(Passage provided):
══════
The plants or their organs like all other living organisms have a certain span of life during which they develop, grow, attain maturity and after some time at the end die. But prior to death, distinctive but natural deteriorative processes occur in them in growth and synthetic activities.
These deteriorative processes that naturally terminate their functional life are collectively called as senescence and the plants or plant organs at this stage are called as senescent. These deteriorative processes may terminate in death either gradually or abruptly depending upon the plant. Senescence is a normal energy dependent developmental process which is controlled by plants own genetic programme and the death of the plant or plant part consequent to senescence is called as programmed cell death (PCD).
Senescence is not confined only to whole plant. It may be limited to a particular plant organ such as leaf and flowers or cells such as phloem and xylem or cell-organelles such as chloroplasts and mitochondria etc. Senescence is closely associated with the phenomenon of aging and both are sometimes considered as the same by many workers. But according to Medawar (1957), the term senescence should be used to refer to natural changes towards termination of life while ‘aging’ to refer to changes in time without reference to the natural development of death.
Leopold (1961) has recognised 4 types of senescence patterns in whole plant (Fig17.41) which are as follows:
1. Overall Senescence:
This type of senescence occurs in annuals where whole of the plant is affected and dies.
2. Top Senescence:
This is represented by perennial herbs where senescence occurs only in the above ground parts, the root system and underground system remaining viable.
3. Deciduous Senescence:
This type of senescence is less drastic and takes place in woody deciduous plants. Here senescence occurs in all the leaves simultaneously but the bulk of the stem and root system remains alive.
4. Progressive Senescence:
This is characterized by gradual progression of senescence and death of leaves from the base upwards as the plant grows. (The senescence of the entire plant after a single reproductive cycle is also known as monocarpic senescence) Senescence can best be studied in leaves or similar other organs of plants e.g., cotyledons, sepals, petals etc. or cell organelles like isolated chloroplasts.
i. Senescing cells and tissues are metabolically very active and an ordered series of cytological and biochemical events occur during senescence.
ii. Senescence is characterised by increased respiration, declining photosynthesis and an orderly disintegration of macromolecules.
══════
(Material shown):
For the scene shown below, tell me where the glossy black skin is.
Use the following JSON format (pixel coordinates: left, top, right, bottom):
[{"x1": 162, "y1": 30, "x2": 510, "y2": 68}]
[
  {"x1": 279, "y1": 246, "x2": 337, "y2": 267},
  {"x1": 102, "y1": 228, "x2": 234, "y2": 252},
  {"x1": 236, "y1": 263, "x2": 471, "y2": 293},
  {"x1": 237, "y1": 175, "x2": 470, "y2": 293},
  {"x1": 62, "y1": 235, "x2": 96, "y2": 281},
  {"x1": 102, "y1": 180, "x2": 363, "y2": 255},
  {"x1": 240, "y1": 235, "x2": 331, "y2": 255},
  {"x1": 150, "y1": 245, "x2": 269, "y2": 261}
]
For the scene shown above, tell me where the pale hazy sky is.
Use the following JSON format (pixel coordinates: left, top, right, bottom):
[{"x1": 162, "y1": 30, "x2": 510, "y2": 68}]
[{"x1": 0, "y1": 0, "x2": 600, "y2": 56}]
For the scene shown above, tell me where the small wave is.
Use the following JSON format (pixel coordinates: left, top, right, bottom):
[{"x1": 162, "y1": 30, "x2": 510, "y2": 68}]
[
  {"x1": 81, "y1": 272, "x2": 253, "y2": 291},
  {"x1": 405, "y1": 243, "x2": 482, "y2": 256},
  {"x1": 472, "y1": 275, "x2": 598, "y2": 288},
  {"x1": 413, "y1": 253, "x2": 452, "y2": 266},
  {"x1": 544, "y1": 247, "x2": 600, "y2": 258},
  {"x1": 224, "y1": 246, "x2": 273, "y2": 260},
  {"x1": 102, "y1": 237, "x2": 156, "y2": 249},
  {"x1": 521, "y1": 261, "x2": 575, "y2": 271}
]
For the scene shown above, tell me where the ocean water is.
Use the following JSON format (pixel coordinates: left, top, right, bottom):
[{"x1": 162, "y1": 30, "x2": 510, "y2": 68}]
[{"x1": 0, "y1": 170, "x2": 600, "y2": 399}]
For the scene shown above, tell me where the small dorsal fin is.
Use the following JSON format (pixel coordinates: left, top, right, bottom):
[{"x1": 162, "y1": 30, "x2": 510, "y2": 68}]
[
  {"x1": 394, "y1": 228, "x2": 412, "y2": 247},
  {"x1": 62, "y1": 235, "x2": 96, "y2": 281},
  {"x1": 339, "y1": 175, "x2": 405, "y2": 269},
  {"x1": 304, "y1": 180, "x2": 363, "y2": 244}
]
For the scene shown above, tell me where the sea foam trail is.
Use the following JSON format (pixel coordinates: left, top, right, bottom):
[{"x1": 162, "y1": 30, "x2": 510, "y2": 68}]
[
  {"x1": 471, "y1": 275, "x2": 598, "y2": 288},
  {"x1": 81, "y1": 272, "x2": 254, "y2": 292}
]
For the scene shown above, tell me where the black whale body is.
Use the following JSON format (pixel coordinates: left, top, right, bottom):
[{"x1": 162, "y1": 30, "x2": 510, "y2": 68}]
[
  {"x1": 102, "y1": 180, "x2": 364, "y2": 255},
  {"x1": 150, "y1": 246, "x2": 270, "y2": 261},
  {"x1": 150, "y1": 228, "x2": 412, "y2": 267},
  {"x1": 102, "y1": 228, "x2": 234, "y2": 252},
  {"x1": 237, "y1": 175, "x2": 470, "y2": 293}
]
══════
(Exercise tasks):
1. According to the passage on plant senescence, in what kind of plants does deciduous senescence take place?
2. Carry on the passage on plant senescence from its final sentence.
None of the material is needed.

(Answers below):
1. In woody deciduous plants.

2.
iii. At the cellular level, chloroplasts are the first organelles to be disintegrated. Nuclei remain structurally and functionally intact until the last stage of senescence. Meanwhile, other cell organelles and bio-membranes also gradually deteriorate.
iv. Expression of senescence down-regulated genes (SDGs) decreases. Such genes encode proteins in photosynthesis and other biosynthetic processes. Concentration of growth promoting hormones especially cytokinins decline.
v. Expression of senescence associated genes (SAGs) increases. Such genes encode hydrolytic enzymes such as proteases, ribonucleases and lipases as well as enzymes involved in biosynthesis of deteriorative hormones such as abscisic acid (ABA) and ethylene.
vi. Some of the SAGs have secondary functions in senescence that are useful to plant. These genes encode enzymes that are involved in conversion and remobilization of nutrients and substrates from senescing tissues and their reallocation to other parts of the plant that survive (i.e., not senescing).
vii. Brilliant Colours are developed in leaves of many plants during senescence.
viii. This is due to degradation of chlorophylls, resulting in unmasking of more stable carotenoid pigments.
ix. Towards the end of senescence, the cells and tissues also lose respiratory control.
Several environmental factors especially those which suppress normal plant growth also tend to enhance the rate of senescence. These are deficiency of soil nutrients, high temperatures, water deficit, darkness etc. In many plants on the other hand, removal of flowers, fruits and vegetative growing points can markedly delay the senescence of leaves. The role of externally supplied cytokinins in delaying senescence especially in detached plant parts is also well established.